[Records taken from a collection]
◆ ◆ ◆ ◆

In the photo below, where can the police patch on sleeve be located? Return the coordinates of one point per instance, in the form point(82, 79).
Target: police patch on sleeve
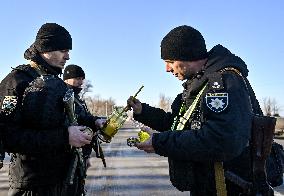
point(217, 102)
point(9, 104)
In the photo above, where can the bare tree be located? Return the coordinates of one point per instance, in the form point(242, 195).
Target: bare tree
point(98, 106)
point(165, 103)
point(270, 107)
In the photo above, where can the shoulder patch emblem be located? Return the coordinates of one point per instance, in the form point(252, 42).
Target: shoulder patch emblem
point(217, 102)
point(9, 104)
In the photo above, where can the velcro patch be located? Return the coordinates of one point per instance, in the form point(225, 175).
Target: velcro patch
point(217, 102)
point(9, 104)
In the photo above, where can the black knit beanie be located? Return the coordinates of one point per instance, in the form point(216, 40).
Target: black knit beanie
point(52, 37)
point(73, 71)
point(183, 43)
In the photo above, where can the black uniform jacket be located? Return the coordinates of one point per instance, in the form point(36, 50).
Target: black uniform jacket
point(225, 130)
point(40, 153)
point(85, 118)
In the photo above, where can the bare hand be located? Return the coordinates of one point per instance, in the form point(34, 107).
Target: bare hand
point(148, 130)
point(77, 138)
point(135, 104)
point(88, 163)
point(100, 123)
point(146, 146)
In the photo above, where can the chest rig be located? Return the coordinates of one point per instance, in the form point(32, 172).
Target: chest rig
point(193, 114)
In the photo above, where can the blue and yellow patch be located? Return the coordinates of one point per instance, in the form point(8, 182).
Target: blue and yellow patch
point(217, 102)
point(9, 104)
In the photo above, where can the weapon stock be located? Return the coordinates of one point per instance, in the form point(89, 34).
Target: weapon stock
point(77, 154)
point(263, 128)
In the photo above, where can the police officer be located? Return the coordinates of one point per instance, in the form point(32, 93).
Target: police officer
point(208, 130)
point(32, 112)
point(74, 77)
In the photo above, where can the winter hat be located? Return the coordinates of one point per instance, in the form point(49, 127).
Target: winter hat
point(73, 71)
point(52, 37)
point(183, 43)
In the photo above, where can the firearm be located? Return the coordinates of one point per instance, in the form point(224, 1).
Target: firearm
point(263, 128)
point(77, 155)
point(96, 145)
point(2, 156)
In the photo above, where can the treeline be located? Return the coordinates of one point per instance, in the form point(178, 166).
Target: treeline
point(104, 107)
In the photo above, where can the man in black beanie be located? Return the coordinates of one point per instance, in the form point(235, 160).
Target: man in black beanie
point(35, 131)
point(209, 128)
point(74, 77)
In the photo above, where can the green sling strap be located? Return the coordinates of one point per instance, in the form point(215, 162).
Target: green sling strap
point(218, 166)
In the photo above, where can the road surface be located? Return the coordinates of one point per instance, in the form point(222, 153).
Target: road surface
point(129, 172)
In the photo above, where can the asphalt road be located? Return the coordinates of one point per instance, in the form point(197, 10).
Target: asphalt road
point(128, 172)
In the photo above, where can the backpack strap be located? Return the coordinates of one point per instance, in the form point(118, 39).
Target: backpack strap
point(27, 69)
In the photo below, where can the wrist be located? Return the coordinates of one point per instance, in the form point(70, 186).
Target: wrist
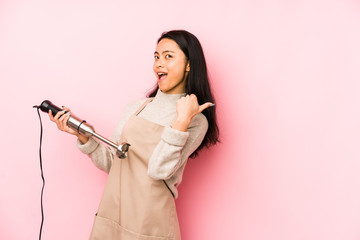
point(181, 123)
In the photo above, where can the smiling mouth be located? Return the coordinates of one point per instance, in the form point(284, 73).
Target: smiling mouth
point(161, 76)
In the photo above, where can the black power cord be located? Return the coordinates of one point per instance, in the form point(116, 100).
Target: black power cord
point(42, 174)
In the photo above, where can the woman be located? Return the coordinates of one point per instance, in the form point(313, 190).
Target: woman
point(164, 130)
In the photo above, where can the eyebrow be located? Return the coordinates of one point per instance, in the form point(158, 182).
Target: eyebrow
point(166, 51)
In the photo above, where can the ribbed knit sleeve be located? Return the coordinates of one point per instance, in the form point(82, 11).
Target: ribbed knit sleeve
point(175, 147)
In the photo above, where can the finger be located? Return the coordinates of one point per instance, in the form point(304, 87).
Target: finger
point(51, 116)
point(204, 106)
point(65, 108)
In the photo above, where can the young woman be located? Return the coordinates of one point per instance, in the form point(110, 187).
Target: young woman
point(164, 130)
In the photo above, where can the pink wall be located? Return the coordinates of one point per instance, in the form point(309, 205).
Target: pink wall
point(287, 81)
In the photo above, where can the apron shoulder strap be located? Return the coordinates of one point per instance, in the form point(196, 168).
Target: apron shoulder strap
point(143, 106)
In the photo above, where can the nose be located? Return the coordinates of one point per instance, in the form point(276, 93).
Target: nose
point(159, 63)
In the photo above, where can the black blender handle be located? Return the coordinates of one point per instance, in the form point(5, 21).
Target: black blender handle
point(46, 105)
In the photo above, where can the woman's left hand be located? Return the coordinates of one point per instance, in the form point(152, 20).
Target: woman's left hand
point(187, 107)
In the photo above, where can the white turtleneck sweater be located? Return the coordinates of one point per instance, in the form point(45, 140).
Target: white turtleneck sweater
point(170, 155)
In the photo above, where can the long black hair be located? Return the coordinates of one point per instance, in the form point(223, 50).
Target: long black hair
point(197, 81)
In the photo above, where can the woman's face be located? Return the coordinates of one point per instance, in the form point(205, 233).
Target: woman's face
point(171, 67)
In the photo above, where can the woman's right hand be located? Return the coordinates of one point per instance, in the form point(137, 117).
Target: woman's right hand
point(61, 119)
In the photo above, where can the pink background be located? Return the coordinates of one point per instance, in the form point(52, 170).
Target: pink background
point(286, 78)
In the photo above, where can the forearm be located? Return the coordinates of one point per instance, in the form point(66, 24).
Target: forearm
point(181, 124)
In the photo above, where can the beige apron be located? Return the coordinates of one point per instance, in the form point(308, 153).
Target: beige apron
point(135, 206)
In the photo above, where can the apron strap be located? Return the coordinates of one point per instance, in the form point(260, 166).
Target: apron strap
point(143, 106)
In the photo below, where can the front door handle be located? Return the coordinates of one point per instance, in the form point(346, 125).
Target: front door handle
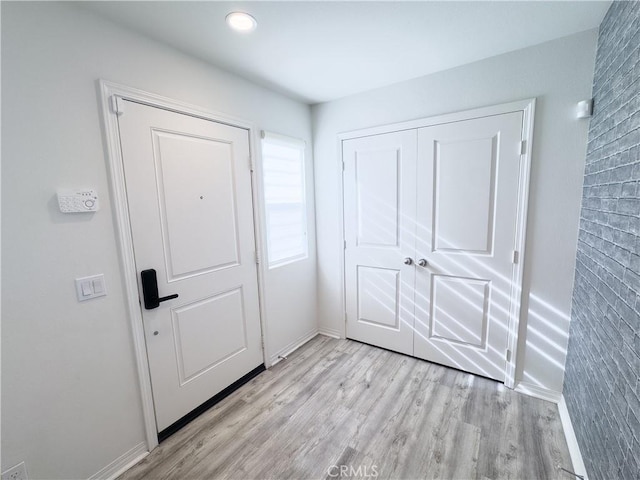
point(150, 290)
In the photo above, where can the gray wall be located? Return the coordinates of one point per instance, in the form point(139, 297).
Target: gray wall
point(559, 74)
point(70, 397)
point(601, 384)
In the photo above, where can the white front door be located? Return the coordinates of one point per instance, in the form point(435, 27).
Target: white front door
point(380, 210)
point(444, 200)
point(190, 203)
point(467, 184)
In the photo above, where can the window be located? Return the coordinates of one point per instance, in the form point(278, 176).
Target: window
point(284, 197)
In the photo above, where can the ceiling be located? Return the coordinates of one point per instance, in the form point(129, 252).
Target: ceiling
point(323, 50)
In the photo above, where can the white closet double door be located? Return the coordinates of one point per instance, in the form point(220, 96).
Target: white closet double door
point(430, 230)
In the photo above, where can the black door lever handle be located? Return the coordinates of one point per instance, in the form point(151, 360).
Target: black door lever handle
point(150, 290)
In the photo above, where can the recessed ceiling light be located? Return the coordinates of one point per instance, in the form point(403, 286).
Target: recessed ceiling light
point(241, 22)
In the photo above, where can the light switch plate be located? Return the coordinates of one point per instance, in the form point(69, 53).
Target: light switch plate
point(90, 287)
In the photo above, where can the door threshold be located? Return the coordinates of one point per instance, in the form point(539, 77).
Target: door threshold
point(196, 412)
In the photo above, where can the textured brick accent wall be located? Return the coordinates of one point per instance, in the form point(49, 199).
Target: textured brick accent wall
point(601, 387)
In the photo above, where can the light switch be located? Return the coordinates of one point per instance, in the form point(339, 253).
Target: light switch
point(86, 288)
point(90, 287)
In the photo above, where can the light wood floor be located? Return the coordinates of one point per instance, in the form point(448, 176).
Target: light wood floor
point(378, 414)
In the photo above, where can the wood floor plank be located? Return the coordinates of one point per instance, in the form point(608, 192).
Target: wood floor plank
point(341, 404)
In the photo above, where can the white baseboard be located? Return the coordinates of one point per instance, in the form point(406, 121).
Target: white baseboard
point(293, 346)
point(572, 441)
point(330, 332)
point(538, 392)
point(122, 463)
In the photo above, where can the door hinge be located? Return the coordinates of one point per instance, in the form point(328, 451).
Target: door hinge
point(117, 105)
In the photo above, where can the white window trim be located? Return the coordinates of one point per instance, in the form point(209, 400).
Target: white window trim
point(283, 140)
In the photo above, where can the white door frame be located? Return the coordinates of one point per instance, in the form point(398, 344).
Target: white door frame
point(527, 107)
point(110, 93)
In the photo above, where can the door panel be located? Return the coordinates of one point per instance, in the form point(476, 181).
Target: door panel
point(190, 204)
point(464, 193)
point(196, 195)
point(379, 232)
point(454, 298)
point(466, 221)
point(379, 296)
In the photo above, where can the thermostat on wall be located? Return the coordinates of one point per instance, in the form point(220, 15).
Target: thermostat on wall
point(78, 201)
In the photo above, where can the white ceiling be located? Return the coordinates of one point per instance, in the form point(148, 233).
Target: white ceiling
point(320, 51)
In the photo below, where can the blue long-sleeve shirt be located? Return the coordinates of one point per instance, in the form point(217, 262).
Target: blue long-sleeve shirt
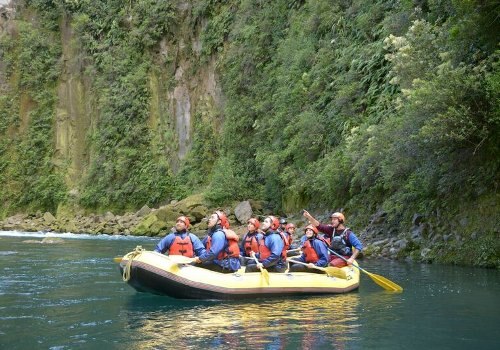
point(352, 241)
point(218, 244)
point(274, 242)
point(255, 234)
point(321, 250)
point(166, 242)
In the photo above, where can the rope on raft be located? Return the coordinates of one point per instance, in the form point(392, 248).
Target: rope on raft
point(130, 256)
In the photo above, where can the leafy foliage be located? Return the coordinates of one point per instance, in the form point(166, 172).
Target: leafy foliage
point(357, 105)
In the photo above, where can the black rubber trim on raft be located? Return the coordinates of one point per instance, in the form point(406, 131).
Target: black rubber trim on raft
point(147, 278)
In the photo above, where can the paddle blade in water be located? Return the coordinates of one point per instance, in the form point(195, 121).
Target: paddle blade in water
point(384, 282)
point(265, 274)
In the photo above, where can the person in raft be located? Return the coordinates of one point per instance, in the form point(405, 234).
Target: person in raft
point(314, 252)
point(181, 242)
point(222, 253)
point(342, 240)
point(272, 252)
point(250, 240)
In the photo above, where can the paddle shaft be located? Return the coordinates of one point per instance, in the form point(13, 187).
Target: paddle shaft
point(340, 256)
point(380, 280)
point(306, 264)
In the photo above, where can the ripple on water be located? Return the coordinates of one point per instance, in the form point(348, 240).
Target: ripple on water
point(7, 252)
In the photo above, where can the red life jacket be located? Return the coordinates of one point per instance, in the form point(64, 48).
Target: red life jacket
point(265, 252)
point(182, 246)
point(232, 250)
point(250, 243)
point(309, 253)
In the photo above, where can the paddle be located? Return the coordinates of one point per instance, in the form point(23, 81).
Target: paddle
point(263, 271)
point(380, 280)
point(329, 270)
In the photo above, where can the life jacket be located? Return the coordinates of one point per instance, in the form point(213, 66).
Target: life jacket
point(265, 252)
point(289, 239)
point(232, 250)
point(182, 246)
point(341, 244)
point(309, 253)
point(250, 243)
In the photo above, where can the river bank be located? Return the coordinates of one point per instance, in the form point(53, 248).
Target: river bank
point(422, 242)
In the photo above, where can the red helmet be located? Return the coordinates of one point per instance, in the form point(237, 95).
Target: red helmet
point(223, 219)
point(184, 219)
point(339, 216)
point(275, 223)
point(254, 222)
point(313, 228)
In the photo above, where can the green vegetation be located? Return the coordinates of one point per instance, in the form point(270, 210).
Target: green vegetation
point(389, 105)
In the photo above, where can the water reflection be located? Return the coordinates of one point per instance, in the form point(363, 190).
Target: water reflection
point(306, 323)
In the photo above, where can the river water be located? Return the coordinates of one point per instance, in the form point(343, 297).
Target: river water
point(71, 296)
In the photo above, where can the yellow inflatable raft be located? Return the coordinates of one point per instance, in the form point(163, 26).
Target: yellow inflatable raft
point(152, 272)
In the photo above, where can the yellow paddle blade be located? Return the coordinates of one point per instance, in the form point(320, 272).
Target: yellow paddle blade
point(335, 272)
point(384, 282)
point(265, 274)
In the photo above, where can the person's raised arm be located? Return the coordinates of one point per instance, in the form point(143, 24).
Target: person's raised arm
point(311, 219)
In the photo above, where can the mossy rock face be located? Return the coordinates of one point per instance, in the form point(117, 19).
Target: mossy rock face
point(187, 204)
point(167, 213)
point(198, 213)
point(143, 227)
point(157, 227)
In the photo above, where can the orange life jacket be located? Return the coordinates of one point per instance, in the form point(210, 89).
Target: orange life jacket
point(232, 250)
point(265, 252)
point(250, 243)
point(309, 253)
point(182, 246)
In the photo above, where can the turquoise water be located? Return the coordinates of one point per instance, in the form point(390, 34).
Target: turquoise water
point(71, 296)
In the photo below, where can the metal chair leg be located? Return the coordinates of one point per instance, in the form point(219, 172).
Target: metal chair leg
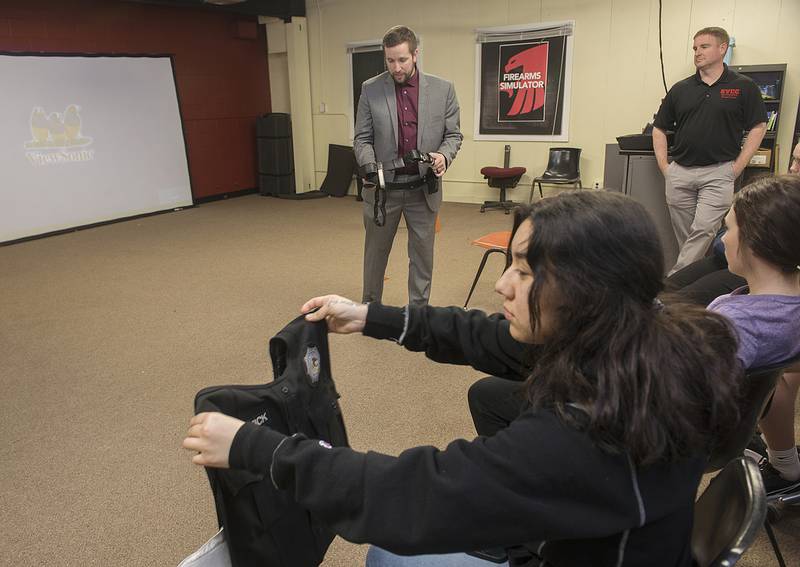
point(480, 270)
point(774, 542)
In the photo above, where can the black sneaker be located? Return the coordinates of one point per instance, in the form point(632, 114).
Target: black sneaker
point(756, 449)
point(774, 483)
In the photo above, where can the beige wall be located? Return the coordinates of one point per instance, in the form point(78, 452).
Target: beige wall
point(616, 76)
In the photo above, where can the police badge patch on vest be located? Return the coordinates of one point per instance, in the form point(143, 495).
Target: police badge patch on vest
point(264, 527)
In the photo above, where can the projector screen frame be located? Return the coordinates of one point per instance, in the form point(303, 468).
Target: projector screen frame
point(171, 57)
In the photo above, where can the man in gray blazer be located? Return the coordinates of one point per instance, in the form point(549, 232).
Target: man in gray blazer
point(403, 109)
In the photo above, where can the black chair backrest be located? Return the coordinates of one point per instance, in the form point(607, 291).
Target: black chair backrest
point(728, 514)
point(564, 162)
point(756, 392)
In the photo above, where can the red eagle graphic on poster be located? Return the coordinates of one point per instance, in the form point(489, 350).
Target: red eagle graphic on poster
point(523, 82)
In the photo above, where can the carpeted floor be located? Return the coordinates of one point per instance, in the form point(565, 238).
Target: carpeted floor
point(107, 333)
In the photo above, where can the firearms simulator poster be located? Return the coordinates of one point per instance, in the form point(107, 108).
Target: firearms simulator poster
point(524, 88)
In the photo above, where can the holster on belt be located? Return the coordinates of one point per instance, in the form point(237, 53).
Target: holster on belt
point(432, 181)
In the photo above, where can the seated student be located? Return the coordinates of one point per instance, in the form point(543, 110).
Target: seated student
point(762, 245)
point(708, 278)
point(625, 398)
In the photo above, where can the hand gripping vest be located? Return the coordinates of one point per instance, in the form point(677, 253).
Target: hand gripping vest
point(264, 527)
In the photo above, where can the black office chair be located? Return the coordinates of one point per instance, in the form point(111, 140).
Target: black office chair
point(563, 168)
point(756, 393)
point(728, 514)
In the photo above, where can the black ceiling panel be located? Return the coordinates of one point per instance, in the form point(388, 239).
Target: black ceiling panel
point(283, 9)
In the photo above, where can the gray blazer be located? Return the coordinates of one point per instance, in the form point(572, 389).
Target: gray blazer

◆ ◆ ◆ ◆

Your instructions: Rewrite the lines starting with the line that contains "In the photo above, where can the nose" and going on through the line that contains "point(187, 107)", changing "black blender handle" to "silver blender handle" and leaving everything else the same.

Full output:
In the photo above, where can the nose be located? Return the coordinates of one point per instance, in the form point(276, 93).
Target: nose
point(159, 63)
In the photo above, where can the silver blender handle be located? Return the coordinates of one point per instance, in the form point(5, 21).
Target: silver blender handle
point(46, 105)
In the photo above, where can the woman's left hand be located? Return the coordinates of one point per instance, in the form point(152, 20).
Target: woman's left hand
point(187, 107)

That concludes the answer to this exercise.